* **MATERIAL SUPPLIED**:
# # # # #
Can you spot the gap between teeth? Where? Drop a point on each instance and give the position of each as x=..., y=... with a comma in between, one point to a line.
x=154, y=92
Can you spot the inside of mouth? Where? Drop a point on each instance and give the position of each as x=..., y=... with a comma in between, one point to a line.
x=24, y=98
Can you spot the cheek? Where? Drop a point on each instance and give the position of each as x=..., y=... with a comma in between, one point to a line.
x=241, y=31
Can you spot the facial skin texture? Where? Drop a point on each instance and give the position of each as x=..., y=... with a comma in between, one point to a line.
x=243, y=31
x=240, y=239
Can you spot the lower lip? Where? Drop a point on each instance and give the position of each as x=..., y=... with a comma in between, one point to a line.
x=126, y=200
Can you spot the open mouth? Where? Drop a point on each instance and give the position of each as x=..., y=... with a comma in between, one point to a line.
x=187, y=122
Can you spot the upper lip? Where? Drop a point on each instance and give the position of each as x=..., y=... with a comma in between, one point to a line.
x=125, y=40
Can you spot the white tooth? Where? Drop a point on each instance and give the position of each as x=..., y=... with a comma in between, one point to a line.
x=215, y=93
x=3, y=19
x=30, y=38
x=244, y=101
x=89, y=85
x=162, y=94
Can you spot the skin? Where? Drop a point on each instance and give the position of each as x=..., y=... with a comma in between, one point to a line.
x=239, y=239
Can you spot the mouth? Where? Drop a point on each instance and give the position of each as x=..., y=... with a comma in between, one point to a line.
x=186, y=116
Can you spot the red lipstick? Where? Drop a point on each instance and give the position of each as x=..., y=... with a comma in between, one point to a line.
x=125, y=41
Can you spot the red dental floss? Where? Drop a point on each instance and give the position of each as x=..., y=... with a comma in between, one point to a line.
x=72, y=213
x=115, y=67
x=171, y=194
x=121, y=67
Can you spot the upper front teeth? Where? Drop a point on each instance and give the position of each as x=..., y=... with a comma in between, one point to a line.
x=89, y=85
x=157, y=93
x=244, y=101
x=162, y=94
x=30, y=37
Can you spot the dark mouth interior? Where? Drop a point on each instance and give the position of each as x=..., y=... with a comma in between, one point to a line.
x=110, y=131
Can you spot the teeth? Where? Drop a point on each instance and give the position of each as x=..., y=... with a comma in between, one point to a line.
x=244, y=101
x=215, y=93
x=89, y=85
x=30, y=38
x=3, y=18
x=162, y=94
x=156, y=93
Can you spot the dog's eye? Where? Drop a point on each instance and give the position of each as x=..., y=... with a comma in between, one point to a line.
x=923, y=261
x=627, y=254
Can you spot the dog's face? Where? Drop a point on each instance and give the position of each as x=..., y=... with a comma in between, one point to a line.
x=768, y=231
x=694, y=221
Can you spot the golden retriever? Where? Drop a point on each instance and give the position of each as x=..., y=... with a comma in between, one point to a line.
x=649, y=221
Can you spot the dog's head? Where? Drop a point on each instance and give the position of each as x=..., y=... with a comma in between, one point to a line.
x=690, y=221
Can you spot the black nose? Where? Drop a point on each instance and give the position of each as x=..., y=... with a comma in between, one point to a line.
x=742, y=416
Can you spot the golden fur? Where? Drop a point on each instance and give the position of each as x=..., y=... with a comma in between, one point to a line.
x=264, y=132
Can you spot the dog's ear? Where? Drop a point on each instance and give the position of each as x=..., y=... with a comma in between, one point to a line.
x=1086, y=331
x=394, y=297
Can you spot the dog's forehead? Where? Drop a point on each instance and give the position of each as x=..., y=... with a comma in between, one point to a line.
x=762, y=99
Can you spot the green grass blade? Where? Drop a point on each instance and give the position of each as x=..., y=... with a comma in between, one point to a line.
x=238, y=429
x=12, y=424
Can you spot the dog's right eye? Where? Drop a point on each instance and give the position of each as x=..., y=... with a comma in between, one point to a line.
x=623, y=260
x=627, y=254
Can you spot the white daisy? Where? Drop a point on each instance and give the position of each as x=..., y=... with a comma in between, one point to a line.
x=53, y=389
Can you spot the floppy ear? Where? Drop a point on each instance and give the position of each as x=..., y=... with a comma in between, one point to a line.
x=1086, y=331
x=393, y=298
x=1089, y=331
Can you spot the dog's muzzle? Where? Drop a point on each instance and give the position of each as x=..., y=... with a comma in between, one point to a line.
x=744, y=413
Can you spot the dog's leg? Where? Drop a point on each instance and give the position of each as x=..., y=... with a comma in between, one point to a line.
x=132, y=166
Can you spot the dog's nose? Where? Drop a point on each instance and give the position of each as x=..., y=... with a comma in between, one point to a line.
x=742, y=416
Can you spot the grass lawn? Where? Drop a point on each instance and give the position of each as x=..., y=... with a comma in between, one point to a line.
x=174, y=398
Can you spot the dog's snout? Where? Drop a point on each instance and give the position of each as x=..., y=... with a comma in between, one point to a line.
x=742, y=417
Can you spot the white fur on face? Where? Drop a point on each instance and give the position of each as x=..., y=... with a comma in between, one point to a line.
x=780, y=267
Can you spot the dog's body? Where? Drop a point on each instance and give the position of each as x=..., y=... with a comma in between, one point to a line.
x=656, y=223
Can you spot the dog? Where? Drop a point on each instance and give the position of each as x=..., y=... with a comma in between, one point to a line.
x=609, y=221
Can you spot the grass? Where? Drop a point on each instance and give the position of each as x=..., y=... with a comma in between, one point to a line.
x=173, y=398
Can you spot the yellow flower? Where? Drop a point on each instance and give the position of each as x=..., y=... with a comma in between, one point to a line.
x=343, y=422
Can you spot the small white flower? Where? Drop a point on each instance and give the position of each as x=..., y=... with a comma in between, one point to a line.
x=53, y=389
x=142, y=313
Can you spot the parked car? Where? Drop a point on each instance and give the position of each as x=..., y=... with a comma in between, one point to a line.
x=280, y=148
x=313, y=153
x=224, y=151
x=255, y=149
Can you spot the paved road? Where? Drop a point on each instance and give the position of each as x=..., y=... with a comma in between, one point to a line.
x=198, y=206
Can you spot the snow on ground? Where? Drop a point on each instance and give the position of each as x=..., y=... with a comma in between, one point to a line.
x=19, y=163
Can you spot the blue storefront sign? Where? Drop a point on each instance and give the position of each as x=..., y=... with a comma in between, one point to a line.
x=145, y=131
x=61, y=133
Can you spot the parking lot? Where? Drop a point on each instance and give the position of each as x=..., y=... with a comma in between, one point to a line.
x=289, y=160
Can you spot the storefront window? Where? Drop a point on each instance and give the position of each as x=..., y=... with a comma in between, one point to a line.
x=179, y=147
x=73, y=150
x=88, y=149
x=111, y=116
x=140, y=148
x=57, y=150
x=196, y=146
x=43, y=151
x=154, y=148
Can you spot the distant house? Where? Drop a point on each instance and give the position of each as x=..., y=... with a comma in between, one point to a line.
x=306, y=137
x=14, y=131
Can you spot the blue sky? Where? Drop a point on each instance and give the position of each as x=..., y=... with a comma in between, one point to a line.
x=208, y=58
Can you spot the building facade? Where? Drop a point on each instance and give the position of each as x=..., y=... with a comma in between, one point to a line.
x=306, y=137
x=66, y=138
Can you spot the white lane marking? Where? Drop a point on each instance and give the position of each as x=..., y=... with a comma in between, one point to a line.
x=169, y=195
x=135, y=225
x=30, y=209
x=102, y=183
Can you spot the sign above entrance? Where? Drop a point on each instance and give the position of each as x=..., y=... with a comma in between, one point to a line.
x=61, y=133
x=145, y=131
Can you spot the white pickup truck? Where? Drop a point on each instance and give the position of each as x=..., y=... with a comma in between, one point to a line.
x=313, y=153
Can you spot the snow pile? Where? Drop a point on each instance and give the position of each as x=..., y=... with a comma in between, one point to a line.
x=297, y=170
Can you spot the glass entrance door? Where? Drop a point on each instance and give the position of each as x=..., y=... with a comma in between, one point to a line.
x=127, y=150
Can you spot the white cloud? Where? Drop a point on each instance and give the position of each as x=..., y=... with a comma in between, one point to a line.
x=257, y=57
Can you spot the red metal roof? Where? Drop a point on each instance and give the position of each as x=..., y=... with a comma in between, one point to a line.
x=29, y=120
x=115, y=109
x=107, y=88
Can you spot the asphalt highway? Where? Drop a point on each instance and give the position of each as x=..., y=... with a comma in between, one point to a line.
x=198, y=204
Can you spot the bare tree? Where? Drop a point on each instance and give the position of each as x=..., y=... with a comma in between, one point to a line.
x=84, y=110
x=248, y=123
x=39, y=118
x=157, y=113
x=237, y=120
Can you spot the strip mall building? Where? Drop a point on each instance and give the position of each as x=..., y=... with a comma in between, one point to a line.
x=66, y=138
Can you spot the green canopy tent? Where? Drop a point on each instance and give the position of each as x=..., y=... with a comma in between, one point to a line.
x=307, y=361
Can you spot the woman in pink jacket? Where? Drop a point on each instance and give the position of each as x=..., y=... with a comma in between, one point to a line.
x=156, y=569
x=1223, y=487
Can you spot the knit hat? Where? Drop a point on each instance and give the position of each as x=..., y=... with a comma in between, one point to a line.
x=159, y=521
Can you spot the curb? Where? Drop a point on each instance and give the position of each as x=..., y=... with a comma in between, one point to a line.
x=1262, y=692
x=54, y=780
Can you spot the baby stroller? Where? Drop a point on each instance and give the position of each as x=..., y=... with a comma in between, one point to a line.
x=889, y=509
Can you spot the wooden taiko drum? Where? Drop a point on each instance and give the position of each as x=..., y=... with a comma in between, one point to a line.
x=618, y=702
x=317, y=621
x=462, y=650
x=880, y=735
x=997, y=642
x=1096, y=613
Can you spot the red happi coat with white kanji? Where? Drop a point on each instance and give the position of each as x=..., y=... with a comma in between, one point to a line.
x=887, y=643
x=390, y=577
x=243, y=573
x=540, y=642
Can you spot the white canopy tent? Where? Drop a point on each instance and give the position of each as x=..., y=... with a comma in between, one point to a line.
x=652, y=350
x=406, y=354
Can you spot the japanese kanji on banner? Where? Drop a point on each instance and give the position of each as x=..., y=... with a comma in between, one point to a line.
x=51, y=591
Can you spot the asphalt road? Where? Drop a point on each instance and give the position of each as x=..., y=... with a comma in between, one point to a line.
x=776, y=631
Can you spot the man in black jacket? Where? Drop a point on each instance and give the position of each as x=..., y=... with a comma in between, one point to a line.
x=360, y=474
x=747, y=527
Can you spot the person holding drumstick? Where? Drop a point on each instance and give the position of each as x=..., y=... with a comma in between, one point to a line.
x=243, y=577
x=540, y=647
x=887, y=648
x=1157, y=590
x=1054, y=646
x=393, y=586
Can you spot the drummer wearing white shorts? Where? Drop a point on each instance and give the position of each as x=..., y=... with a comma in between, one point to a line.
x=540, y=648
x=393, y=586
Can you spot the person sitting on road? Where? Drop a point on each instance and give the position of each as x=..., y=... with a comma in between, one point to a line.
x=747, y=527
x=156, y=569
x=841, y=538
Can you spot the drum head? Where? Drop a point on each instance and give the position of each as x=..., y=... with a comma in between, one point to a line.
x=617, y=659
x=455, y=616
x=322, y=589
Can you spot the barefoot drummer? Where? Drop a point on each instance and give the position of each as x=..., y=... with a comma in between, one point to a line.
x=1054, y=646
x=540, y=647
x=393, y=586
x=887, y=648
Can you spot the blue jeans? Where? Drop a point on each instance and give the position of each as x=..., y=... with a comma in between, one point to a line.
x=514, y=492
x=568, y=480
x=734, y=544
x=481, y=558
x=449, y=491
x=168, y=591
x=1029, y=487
# # # # #
* **TASK DESCRIPTION**: Please give the lines between the one holding "Can you spot the dog's muzzle?" and the one holding "x=132, y=166", inclusive, again, switching "leg" to "paw" and leaving everything else unchanged.

* **OUTPUT OF THE EXERCISE**:
Can you spot the dog's muzzle? Where? Drop a point on each instance and give the position of each as x=..., y=... with a comma in between, one point to a line.
x=744, y=413
Can you spot the dog's paw? Where? Drop a point on each instance and give the position of each as x=..., y=... with a comma in between, one point to a line.
x=132, y=166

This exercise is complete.